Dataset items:
+++++

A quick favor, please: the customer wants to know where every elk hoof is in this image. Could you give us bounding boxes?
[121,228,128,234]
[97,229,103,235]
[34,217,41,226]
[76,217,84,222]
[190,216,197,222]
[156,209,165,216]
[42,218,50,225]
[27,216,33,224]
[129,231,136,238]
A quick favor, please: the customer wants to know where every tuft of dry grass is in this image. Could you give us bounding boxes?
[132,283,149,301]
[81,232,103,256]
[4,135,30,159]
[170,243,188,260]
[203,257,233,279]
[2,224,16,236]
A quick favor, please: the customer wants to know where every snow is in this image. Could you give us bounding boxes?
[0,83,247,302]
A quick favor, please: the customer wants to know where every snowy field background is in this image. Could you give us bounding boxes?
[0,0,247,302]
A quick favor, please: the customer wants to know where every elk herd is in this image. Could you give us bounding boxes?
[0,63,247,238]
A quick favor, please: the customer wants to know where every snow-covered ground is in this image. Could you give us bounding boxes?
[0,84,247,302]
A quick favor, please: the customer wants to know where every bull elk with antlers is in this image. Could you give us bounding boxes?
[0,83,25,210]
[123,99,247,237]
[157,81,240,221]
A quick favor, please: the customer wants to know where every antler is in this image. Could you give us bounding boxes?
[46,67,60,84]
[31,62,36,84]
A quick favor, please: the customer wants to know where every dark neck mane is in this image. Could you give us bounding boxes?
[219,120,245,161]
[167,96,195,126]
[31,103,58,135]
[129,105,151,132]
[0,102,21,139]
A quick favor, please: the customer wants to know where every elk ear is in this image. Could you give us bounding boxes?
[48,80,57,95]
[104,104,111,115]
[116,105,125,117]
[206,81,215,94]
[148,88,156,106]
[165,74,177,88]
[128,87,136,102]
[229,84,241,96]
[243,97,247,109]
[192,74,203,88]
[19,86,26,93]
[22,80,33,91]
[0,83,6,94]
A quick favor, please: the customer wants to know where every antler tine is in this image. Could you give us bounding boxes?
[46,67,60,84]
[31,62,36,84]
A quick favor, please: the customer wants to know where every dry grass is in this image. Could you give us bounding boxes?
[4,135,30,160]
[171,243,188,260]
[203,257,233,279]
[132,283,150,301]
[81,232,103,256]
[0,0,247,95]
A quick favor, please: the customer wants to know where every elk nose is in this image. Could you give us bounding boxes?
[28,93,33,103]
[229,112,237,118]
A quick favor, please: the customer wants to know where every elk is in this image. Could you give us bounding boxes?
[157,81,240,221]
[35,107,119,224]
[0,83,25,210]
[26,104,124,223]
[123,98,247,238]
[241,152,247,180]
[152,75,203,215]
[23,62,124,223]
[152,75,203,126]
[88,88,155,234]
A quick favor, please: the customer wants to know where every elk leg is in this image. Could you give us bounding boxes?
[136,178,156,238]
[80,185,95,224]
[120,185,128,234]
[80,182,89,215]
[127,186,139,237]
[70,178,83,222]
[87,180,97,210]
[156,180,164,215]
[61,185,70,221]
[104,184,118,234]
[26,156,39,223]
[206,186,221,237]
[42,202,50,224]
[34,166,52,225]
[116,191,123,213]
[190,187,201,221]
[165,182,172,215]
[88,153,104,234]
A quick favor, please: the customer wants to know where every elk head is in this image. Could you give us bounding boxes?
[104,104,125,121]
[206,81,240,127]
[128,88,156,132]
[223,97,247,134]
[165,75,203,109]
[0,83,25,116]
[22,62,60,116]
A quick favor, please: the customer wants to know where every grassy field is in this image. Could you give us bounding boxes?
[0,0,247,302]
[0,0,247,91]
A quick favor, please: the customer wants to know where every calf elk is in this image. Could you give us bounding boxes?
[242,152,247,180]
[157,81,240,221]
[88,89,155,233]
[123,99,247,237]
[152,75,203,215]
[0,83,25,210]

+++++

#### Written exercise:
Render every line of the data above as a Markdown table with the columns "n" and "Line," where n gives the row number and Line holds the line itself; omit blank lines.

#### Full answer:
| n | Line |
|---|---|
| 1 | A quick favor, please: the customer wants to know where every elk hoof is in this image. Could you give us bounding boxes? |
| 2 | [121,228,128,234] |
| 3 | [97,229,103,235] |
| 4 | [34,217,41,226] |
| 5 | [76,217,84,222] |
| 6 | [190,216,197,222] |
| 7 | [156,209,165,216] |
| 8 | [42,218,50,225] |
| 9 | [27,216,33,224] |
| 10 | [129,231,136,238] |
| 11 | A quick favor, please: the customer wants to know where every tuft of dry grass is in this image. Could you give us bounding boxes? |
| 12 | [132,283,149,301] |
| 13 | [81,232,103,256] |
| 14 | [4,135,30,159] |
| 15 | [170,243,188,260] |
| 16 | [203,257,233,279] |
| 17 | [2,224,16,236] |
| 18 | A quick favor, please: the customer wants to know where every snow is in this image. Could you give us bounding boxes? |
| 19 | [0,83,247,302] |
| 20 | A quick favor, please: the customer wants to know where every snowy field background is in this image. Could you give us bounding boxes? |
| 21 | [0,0,247,302] |
| 22 | A quick favor, please: the customer wants to know where every elk herd is in this image. Could you give us bounding boxes? |
| 23 | [0,63,247,238] |
| 24 | A quick favor, please: the customer wants to know where every snow-covered ground is in this image. Could you give us bounding boxes? |
| 25 | [0,84,247,302] |
| 26 | A quick favor, please: the customer wants to know where every bull elk with antlers is in this image. Could you give us bounding boxes? |
| 27 | [0,83,25,210] |
| 28 | [123,99,247,237] |
| 29 | [157,81,240,221] |
| 30 | A quick favor, please: the customer wants to know where every antler is in this image. Could you give us bounding boxes? |
| 31 | [46,67,60,84] |
| 32 | [31,62,36,84] |
| 33 | A quick favor, please: the customer wants to know where every dark neck mane is in this image. Could you give us bounding boxes? |
| 34 | [219,120,245,161] |
| 35 | [167,96,195,126] |
| 36 | [31,103,58,135] |
| 37 | [129,105,151,132] |
| 38 | [0,102,21,139] |
| 39 | A quick favor, please: the customer wants to know where every elk ear is in this image. Could you give us bounding boxes? |
| 40 | [48,80,57,95] |
| 41 | [104,104,111,115] |
| 42 | [116,105,125,117] |
| 43 | [206,81,215,94] |
| 44 | [148,88,156,106] |
| 45 | [165,74,177,88] |
| 46 | [128,87,136,102] |
| 47 | [229,84,241,96] |
| 48 | [243,97,247,109] |
| 49 | [192,74,203,88] |
| 50 | [19,86,26,93] |
| 51 | [22,80,33,91] |
| 52 | [0,83,6,94] |
| 53 | A quick favor, please: the customer wants to know where every antler tine is in this image. Could you give us bounding boxes? |
| 54 | [46,67,60,84] |
| 55 | [31,62,36,84] |
| 56 | A quick favor, please: the customer wants to know where every dry grass is in this image. Could you give us bounding boxes? |
| 57 | [4,135,30,160] |
| 58 | [171,243,188,260] |
| 59 | [203,257,233,279] |
| 60 | [132,283,150,301] |
| 61 | [81,232,103,256] |
| 62 | [0,0,247,95] |
| 63 | A quick favor, please: the customer wants to know where every elk nose is in this image. Could you give us bounding boxes? |
| 64 | [28,93,33,103] |
| 65 | [229,112,237,118] |
| 66 | A quick favor, please: the customer wants to know where every elk is in this image. Could you give us bounding boxes? |
| 67 | [157,81,240,221] |
| 68 | [35,107,119,224] |
| 69 | [0,83,25,210] |
| 70 | [26,104,124,223] |
| 71 | [123,98,247,238] |
| 72 | [241,152,247,180] |
| 73 | [152,75,203,215] |
| 74 | [23,62,124,223] |
| 75 | [152,75,203,126] |
| 76 | [88,88,155,234] |
| 77 | A quick favor, please: the customer wants to know where every elk leg is in this image. Could you give us bounding boxes? |
| 78 | [136,178,156,238] |
| 79 | [80,185,95,224] |
| 80 | [120,185,128,234] |
| 81 | [80,182,89,215] |
| 82 | [127,186,139,237] |
| 83 | [70,178,83,222] |
| 84 | [87,180,97,210] |
| 85 | [156,180,164,215] |
| 86 | [61,185,70,221] |
| 87 | [104,184,118,234] |
| 88 | [26,156,39,223] |
| 89 | [206,186,221,237] |
| 90 | [42,202,50,224] |
| 91 | [34,166,52,225] |
| 92 | [116,191,123,213] |
| 93 | [190,187,201,221] |
| 94 | [165,182,172,215] |
| 95 | [88,153,104,234] |
| 96 | A quick favor, please: the customer wants to know where every elk head is in this image. Could you give us bounding boxes? |
| 97 | [104,104,125,121] |
| 98 | [206,81,240,127] |
| 99 | [128,88,156,132] |
| 100 | [223,97,247,134] |
| 101 | [165,75,203,109] |
| 102 | [0,83,25,116] |
| 103 | [22,62,60,116] |
| 104 | A quick favor, please: the customer wants to know where every grassy field is in this image. Could you give us bounding boxes? |
| 105 | [0,0,247,302] |
| 106 | [0,0,247,91] |
| 107 | A quick favor, please: the customer wants to know where every calf elk is in this image. Could you give us bounding boxes? |
| 108 | [242,152,247,180] |
| 109 | [157,81,240,221] |
| 110 | [88,89,155,233] |
| 111 | [123,99,247,237] |
| 112 | [152,75,203,215] |
| 113 | [0,83,25,210] |